Given passage
>>>

Friday, December 27, 2013

Going solo

Having returned to PNG alone to continue my in-country training, I was pretty much straight into the check-out process. I had tests to ensure I could fly the aircraft safely and operate in the PNG environment, and my solo return was rewarded with my first solo flight early in December.

The joy of being solo - freeing, but terrifying!
All our flights are tracked on-line and this is a record of where I went on my first day. This does of course mean that, whilst I may be alone in the cockpit, I'm never on my own out there. No diversions for a spot of heli-tourism!

The track to the North East was my first flight, the South West my second
My first task was to collect a couple of sets of translators from villages on the Huon Peninsula. My second flight, on the same day, was to take a person and some supplies out to some other villages for the Salvation Army. Because I'm particularly fortunate, I also got audited on that second flight to check the department's adherence to the rules!

Back safely - the new pilot and the new aircraft (P2-SIL)
Having been to Kerema a few times before with an instructor, that was my next assignment on my own. I overnighted in the town so as to be on hand early the next day to shuttle people into the village for the official handing over of the Digicel Foundation's first rural aid post to the villagers.
A suitable number of speeches were made to mark the occasion
Unfortunately, as I finished my first re-fuel of the morning, the aircraft developed a minor fault and everything ground to a halt. A number of people who wanted to get into the village were stuck in Kerema and a group of people who would rather be out of the village before it got dark were now trapped up there. Thankfully it was still early. I climbed on the aircraft, found a fault and fired it back up again - the problem came straight back! Thankfully a fixed-wing aircraft was sitting unused at base, so  a mechanic jumped into it and was promptly with me. Along with the auditor! He wasn't checking me this time, but he was certainly being thorough. Aircraft fixed, I could get back underway, but now with significantly less time than I'd started out with.
The village landing site. Thankfully I didn't breakdown here!
Mercifully everyone was very gracious and understanding, so everyone who needed to got into and out of the village, and everything was completed before the weather closed in - just.

<<<

Dataset excerpts on object pointing
>>>

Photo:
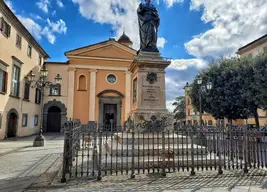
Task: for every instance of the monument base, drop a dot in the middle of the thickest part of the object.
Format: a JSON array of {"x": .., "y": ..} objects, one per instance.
[{"x": 152, "y": 120}]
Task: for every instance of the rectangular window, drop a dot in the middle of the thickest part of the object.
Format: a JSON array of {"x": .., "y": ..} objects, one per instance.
[
  {"x": 3, "y": 78},
  {"x": 1, "y": 117},
  {"x": 36, "y": 120},
  {"x": 55, "y": 90},
  {"x": 40, "y": 60},
  {"x": 18, "y": 41},
  {"x": 38, "y": 96},
  {"x": 27, "y": 90},
  {"x": 134, "y": 91},
  {"x": 15, "y": 81},
  {"x": 5, "y": 27},
  {"x": 24, "y": 120},
  {"x": 29, "y": 52}
]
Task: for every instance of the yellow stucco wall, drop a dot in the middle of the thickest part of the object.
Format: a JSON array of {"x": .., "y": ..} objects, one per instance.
[{"x": 8, "y": 49}]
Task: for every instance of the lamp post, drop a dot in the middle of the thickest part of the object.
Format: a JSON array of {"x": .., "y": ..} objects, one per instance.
[
  {"x": 209, "y": 87},
  {"x": 41, "y": 84},
  {"x": 199, "y": 82}
]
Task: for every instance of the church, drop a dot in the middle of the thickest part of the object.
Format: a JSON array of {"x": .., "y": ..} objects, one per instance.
[{"x": 97, "y": 85}]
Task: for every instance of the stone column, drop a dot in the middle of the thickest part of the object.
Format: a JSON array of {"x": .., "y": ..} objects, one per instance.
[
  {"x": 128, "y": 86},
  {"x": 71, "y": 71},
  {"x": 92, "y": 94}
]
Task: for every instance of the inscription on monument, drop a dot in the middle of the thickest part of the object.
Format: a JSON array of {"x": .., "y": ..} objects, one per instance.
[{"x": 151, "y": 95}]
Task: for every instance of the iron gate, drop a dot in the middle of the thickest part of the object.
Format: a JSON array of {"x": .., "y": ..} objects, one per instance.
[{"x": 95, "y": 151}]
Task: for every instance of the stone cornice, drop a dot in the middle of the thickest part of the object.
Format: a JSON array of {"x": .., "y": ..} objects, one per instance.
[
  {"x": 72, "y": 69},
  {"x": 101, "y": 58}
]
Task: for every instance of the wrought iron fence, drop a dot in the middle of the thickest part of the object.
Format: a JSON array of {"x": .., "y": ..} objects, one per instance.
[{"x": 94, "y": 151}]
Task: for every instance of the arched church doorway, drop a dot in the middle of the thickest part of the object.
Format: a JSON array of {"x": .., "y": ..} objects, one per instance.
[
  {"x": 12, "y": 123},
  {"x": 54, "y": 119}
]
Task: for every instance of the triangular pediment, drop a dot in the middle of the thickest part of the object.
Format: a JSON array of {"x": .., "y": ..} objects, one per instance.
[{"x": 106, "y": 49}]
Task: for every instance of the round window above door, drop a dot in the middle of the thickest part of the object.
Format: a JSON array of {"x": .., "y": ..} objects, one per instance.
[{"x": 111, "y": 79}]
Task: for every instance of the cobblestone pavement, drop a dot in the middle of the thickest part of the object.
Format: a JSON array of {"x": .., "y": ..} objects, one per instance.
[
  {"x": 208, "y": 181},
  {"x": 22, "y": 165}
]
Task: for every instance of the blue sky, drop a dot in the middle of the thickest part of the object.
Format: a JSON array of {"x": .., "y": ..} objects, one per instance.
[{"x": 191, "y": 31}]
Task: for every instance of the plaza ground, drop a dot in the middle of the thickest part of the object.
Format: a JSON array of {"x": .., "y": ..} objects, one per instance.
[
  {"x": 24, "y": 168},
  {"x": 22, "y": 165}
]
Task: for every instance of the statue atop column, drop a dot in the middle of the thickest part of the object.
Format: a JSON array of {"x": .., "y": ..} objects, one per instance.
[{"x": 149, "y": 20}]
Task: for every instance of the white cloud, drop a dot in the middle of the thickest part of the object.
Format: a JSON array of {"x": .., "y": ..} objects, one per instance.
[
  {"x": 34, "y": 28},
  {"x": 54, "y": 13},
  {"x": 183, "y": 64},
  {"x": 120, "y": 14},
  {"x": 60, "y": 4},
  {"x": 9, "y": 4},
  {"x": 161, "y": 42},
  {"x": 58, "y": 26},
  {"x": 49, "y": 31},
  {"x": 235, "y": 23},
  {"x": 169, "y": 105},
  {"x": 170, "y": 3},
  {"x": 43, "y": 5}
]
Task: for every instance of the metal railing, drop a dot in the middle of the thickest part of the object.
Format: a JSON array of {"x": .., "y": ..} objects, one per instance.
[{"x": 95, "y": 151}]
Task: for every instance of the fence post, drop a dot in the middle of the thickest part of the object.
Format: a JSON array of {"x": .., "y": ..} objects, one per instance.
[
  {"x": 94, "y": 153},
  {"x": 99, "y": 176},
  {"x": 163, "y": 155},
  {"x": 133, "y": 175},
  {"x": 193, "y": 173},
  {"x": 65, "y": 152},
  {"x": 219, "y": 140},
  {"x": 246, "y": 154}
]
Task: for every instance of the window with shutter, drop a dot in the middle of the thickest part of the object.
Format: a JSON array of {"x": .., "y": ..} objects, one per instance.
[
  {"x": 15, "y": 81},
  {"x": 29, "y": 53},
  {"x": 5, "y": 28},
  {"x": 27, "y": 90},
  {"x": 1, "y": 24},
  {"x": 3, "y": 77},
  {"x": 18, "y": 41}
]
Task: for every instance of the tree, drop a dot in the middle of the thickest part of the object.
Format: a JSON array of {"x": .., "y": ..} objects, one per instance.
[
  {"x": 225, "y": 98},
  {"x": 179, "y": 111}
]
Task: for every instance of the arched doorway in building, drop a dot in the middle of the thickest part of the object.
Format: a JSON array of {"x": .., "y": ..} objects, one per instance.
[
  {"x": 110, "y": 108},
  {"x": 12, "y": 123},
  {"x": 53, "y": 119},
  {"x": 58, "y": 109}
]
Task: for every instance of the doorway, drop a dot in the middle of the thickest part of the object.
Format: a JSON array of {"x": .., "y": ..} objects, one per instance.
[
  {"x": 53, "y": 119},
  {"x": 12, "y": 125},
  {"x": 110, "y": 116}
]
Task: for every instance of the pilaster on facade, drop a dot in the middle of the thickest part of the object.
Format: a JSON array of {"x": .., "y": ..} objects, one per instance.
[
  {"x": 128, "y": 85},
  {"x": 92, "y": 101},
  {"x": 71, "y": 71}
]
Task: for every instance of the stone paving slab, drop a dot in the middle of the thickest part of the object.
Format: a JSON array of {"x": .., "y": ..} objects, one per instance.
[
  {"x": 203, "y": 182},
  {"x": 21, "y": 164}
]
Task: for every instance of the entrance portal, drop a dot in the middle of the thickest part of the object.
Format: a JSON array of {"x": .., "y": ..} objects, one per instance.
[
  {"x": 110, "y": 115},
  {"x": 53, "y": 119},
  {"x": 12, "y": 125}
]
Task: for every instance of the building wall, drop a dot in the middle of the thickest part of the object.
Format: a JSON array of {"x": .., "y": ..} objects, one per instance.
[{"x": 8, "y": 49}]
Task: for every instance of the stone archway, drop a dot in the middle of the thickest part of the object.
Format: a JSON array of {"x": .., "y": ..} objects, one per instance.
[
  {"x": 12, "y": 123},
  {"x": 114, "y": 102},
  {"x": 63, "y": 113}
]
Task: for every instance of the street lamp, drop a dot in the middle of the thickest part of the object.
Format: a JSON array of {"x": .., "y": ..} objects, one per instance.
[
  {"x": 202, "y": 88},
  {"x": 209, "y": 85},
  {"x": 41, "y": 83},
  {"x": 199, "y": 82}
]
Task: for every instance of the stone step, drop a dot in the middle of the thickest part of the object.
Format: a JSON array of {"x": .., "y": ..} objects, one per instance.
[{"x": 150, "y": 138}]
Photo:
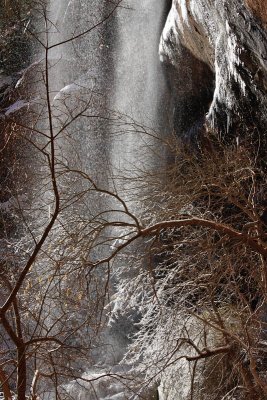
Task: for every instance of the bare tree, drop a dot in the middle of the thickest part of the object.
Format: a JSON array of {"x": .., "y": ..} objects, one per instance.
[{"x": 192, "y": 262}]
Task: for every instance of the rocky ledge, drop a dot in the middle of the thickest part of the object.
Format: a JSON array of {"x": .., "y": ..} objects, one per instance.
[{"x": 215, "y": 55}]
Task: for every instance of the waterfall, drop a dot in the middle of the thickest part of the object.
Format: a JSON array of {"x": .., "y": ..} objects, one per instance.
[{"x": 118, "y": 64}]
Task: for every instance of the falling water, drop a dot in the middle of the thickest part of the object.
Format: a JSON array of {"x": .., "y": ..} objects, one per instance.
[{"x": 118, "y": 62}]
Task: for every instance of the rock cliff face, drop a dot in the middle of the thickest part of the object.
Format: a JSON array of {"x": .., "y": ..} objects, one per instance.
[{"x": 215, "y": 52}]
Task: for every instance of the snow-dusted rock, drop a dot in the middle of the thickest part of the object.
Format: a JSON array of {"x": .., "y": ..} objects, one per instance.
[{"x": 229, "y": 41}]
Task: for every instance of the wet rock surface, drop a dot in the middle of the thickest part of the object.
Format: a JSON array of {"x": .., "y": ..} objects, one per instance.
[{"x": 206, "y": 40}]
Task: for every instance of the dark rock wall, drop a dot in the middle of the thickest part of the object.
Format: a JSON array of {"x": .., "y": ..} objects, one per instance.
[{"x": 216, "y": 51}]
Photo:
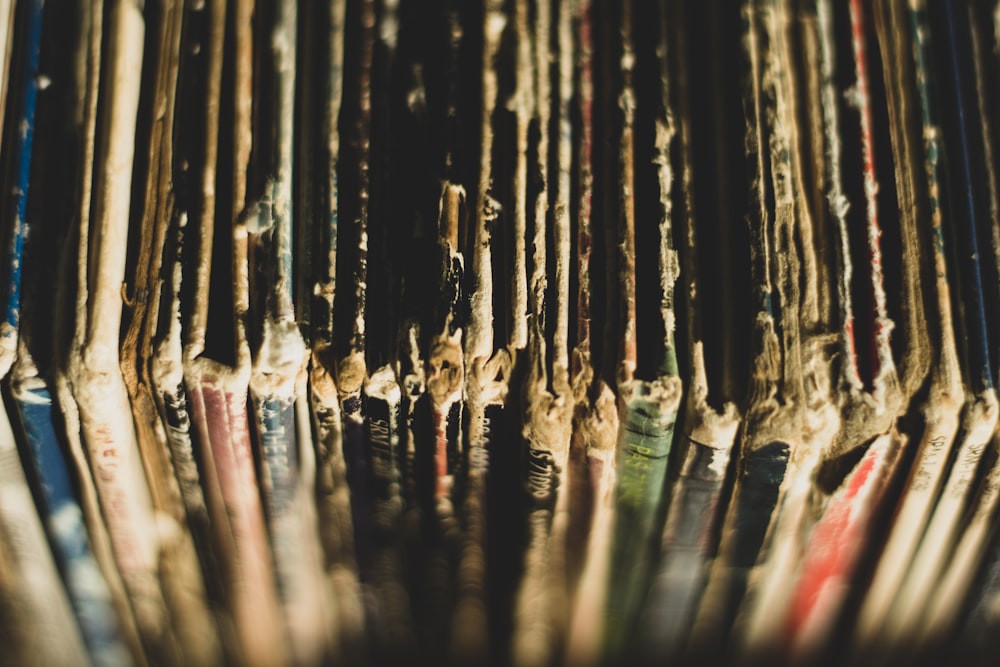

<<<

Given instruction A
In the blog post about going solo, what registration does the new aircraft carry?
Given instruction B
Name every place the blog post about going solo mentions by name.

Correct response A
P2-SIL

Correct response B
PNG, the Huon Peninsula, Kerema